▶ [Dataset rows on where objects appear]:
━━━━━━━━

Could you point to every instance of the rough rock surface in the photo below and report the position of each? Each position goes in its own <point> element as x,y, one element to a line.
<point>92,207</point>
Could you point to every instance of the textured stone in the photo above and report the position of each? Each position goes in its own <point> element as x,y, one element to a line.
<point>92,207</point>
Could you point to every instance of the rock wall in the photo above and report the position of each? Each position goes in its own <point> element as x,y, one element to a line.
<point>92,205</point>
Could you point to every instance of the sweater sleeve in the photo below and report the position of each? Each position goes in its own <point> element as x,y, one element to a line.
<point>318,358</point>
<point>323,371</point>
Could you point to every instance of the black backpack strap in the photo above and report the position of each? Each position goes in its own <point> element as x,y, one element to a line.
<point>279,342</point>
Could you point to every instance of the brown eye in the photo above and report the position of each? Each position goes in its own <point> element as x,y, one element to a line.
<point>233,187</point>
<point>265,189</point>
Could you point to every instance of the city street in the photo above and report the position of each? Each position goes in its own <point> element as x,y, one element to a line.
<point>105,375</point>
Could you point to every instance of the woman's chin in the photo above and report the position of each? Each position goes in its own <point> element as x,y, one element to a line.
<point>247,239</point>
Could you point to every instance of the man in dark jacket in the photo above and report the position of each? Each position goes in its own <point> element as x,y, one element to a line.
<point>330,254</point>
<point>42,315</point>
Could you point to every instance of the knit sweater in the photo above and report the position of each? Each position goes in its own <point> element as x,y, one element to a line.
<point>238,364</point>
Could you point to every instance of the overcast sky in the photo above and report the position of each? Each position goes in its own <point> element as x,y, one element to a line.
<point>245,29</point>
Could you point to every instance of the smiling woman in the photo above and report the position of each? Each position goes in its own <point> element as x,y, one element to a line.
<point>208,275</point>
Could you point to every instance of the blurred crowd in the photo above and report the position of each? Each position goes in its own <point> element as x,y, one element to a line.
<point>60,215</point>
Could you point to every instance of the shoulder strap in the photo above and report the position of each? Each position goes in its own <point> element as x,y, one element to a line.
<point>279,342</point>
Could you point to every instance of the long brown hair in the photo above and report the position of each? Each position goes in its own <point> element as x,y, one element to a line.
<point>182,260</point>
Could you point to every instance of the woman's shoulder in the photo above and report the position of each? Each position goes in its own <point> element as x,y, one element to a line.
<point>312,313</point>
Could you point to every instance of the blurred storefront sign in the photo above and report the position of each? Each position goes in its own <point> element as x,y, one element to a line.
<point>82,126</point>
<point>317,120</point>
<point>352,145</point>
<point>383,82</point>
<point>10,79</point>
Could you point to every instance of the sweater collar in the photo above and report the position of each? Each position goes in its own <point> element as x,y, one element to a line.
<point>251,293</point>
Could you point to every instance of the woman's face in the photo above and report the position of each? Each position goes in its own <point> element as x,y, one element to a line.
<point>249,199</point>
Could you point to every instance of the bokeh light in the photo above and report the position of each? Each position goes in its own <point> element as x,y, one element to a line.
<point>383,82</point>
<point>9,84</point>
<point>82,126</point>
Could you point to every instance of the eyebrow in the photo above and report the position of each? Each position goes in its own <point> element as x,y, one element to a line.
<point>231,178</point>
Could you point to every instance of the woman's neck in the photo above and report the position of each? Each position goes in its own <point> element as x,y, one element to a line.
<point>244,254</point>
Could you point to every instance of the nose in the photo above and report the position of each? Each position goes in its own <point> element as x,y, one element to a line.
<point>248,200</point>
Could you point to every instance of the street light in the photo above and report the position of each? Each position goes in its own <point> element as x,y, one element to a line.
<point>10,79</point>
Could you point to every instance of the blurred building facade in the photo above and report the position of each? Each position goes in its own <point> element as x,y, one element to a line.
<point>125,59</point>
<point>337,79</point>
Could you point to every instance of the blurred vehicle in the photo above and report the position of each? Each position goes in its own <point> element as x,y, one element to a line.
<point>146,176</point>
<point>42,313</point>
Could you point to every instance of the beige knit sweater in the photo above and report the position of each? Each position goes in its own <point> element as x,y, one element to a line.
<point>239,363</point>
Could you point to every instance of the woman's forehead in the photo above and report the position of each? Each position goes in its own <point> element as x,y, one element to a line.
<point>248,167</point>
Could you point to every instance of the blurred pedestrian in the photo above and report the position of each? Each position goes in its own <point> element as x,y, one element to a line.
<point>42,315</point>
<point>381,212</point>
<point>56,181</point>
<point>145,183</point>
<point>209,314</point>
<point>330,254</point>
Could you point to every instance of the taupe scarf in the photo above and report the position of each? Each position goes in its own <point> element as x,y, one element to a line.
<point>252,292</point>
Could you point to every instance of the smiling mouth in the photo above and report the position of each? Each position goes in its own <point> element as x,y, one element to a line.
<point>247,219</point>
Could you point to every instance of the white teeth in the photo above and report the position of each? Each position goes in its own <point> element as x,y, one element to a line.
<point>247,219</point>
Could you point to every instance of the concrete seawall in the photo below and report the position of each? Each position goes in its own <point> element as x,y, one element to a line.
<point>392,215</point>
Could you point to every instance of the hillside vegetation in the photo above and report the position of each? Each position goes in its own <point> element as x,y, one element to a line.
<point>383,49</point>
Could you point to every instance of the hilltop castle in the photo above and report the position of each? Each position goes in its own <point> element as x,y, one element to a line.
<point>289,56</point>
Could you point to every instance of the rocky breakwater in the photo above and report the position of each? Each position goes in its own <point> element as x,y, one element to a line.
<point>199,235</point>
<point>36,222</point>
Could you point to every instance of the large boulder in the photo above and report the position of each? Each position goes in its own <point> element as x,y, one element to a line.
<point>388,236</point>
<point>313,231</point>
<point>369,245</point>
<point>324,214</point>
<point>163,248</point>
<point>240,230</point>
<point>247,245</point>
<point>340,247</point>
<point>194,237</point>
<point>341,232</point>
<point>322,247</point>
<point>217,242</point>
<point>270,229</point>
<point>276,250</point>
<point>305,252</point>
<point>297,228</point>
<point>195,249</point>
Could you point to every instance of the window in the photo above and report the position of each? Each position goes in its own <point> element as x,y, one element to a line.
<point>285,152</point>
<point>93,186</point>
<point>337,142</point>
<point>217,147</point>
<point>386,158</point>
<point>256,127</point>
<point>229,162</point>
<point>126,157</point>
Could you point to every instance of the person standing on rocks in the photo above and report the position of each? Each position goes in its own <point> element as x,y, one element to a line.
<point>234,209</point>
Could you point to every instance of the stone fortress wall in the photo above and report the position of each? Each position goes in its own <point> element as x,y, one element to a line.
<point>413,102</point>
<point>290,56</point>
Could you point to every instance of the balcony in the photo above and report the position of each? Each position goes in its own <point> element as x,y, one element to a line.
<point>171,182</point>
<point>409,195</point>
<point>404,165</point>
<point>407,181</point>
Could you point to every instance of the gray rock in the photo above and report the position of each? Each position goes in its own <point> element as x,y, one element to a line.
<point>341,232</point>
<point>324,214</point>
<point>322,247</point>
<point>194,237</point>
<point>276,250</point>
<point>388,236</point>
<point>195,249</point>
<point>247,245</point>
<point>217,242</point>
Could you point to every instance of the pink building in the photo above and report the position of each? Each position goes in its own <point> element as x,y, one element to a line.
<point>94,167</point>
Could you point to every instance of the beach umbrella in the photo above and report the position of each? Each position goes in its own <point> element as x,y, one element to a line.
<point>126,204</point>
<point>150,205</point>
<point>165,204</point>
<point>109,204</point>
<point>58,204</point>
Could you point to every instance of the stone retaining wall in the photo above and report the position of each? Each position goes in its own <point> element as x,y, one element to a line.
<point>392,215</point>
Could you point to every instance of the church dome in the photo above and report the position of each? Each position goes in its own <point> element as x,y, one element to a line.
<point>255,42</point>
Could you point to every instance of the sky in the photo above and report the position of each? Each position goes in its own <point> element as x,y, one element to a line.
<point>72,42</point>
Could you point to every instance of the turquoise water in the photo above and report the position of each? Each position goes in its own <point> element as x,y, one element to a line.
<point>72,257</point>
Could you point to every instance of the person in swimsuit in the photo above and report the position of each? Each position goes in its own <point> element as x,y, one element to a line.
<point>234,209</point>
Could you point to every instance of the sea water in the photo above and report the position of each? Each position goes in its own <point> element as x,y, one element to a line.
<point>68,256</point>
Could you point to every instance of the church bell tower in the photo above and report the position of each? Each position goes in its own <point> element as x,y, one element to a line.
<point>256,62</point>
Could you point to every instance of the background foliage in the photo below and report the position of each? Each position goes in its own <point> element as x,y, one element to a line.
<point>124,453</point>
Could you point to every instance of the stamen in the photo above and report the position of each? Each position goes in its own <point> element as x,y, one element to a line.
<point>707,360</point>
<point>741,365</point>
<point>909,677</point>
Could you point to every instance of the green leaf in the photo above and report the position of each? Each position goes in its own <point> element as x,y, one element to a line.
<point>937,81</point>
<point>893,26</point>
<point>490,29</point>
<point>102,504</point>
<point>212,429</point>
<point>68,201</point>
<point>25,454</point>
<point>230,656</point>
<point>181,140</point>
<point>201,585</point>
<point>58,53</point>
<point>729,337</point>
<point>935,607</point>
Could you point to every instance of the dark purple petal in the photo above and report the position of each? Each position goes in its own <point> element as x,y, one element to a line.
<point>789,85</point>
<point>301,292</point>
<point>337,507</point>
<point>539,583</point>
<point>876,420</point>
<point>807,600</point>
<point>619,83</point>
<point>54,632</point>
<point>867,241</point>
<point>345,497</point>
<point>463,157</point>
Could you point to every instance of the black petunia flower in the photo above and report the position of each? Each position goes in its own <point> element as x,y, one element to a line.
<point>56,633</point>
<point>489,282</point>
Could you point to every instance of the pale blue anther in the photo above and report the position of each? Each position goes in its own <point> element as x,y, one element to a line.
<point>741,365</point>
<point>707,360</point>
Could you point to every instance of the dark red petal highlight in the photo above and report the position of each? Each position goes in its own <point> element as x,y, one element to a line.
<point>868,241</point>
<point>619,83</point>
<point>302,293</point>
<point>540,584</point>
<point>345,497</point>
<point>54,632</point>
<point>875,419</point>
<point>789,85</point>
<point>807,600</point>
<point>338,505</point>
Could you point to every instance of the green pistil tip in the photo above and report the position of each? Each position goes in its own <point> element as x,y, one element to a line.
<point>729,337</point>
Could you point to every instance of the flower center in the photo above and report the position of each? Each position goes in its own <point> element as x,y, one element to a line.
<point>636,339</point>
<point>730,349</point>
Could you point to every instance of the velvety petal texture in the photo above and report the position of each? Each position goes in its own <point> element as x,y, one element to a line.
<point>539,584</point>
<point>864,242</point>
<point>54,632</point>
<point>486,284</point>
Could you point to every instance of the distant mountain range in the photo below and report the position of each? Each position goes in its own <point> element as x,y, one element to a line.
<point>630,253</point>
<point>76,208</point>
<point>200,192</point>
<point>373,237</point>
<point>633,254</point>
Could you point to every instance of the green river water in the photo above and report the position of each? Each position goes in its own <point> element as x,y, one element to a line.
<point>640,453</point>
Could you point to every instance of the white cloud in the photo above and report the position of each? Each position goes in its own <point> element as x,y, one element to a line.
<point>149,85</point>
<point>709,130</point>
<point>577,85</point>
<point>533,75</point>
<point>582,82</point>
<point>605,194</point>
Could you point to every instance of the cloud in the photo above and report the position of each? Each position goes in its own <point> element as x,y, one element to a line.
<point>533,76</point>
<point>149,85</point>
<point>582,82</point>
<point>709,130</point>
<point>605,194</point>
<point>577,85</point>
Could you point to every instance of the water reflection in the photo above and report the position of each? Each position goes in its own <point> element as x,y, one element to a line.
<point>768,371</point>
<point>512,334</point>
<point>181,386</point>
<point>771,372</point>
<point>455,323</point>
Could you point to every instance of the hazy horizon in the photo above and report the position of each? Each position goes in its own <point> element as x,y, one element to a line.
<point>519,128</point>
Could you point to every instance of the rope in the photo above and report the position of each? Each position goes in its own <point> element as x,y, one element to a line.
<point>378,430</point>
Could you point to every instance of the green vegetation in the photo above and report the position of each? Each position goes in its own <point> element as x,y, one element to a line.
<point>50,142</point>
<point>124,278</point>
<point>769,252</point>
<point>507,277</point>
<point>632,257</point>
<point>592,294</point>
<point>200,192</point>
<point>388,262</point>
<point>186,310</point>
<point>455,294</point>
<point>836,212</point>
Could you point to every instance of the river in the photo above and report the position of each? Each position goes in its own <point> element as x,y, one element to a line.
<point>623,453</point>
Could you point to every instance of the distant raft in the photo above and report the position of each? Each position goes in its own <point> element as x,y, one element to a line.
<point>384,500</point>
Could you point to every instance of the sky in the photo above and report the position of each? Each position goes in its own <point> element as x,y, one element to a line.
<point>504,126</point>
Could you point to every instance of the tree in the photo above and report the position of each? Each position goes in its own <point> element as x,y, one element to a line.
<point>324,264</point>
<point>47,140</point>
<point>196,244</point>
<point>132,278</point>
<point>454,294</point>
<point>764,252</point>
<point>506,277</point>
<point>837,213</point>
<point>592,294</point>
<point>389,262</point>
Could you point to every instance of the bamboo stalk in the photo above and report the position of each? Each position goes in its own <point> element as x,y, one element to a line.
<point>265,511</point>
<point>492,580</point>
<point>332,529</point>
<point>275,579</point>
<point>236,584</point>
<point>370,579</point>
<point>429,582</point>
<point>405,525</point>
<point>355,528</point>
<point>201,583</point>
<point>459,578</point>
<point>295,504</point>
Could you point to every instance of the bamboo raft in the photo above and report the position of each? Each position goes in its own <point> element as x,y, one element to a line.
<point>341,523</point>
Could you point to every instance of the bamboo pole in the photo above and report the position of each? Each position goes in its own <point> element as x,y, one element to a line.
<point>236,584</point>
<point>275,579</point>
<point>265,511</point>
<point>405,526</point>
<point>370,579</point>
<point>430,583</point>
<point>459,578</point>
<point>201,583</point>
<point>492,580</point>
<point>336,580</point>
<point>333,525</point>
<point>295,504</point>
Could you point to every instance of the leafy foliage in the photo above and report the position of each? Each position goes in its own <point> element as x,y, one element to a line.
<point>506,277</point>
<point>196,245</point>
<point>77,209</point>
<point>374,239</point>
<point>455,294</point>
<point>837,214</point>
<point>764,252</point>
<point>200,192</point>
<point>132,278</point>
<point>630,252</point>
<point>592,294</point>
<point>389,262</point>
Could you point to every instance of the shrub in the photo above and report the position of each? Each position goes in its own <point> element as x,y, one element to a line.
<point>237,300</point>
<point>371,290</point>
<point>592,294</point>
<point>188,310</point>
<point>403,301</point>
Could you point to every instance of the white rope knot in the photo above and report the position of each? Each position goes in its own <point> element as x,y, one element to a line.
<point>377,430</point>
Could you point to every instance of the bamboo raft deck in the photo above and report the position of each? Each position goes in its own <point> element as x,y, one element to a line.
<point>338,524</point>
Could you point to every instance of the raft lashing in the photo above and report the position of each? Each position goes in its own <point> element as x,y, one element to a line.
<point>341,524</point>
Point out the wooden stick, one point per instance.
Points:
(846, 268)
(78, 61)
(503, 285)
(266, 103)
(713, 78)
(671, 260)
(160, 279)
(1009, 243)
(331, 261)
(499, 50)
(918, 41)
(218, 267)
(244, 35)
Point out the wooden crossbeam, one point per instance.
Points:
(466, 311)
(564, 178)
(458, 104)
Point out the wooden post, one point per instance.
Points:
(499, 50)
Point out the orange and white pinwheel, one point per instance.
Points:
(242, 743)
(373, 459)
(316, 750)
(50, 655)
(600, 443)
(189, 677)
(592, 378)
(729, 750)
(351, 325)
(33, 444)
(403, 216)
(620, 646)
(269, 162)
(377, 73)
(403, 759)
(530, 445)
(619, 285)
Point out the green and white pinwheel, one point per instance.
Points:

━━━━━━━━

▶ [Description of the task]: Copy out these lines of the data word for word, beginning at the line that has "Could you point to every instance of the green river" and stopping after the line that has "<point>836,212</point>".

▶ [Response]:
Could you point to every instance of the green river water in the photo above and report the position of each? Each position goes in its own <point> element as x,y, one element to a line.
<point>640,453</point>
Could you point to every instance of the white cloud in the photo above and report the position of each? Each position goes in its own <point> element as x,y, one element to a line.
<point>149,85</point>
<point>709,130</point>
<point>577,85</point>
<point>533,75</point>
<point>582,82</point>
<point>605,194</point>
Could you point to every instance of the cloud in the photo above and report the position of each? Each position goes in its own <point> element as x,y, one element to a line.
<point>533,76</point>
<point>149,85</point>
<point>582,82</point>
<point>709,130</point>
<point>605,194</point>
<point>577,85</point>
Could you point to every instance of the water reflection in the photo above and report the position of each? Each position goes in its own <point> element as x,y, one element to a line.
<point>768,371</point>
<point>512,334</point>
<point>181,386</point>
<point>771,372</point>
<point>455,323</point>
Could you point to every instance of the hazy horizon in the photo above and report the position of each? Each position goes in its own <point> element as x,y, one element to a line.
<point>519,128</point>
Could you point to every instance of the rope in the photo above and report the position of each? Each position goes in its own <point> element as x,y, one element to a line.
<point>378,430</point>
Could you point to every instance of the green vegetation in the photo above and report the position of each? Each position goes in its own <point> element as x,y, one element to a line.
<point>50,142</point>
<point>124,278</point>
<point>769,252</point>
<point>507,277</point>
<point>632,257</point>
<point>592,294</point>
<point>200,192</point>
<point>388,262</point>
<point>186,310</point>
<point>455,294</point>
<point>836,212</point>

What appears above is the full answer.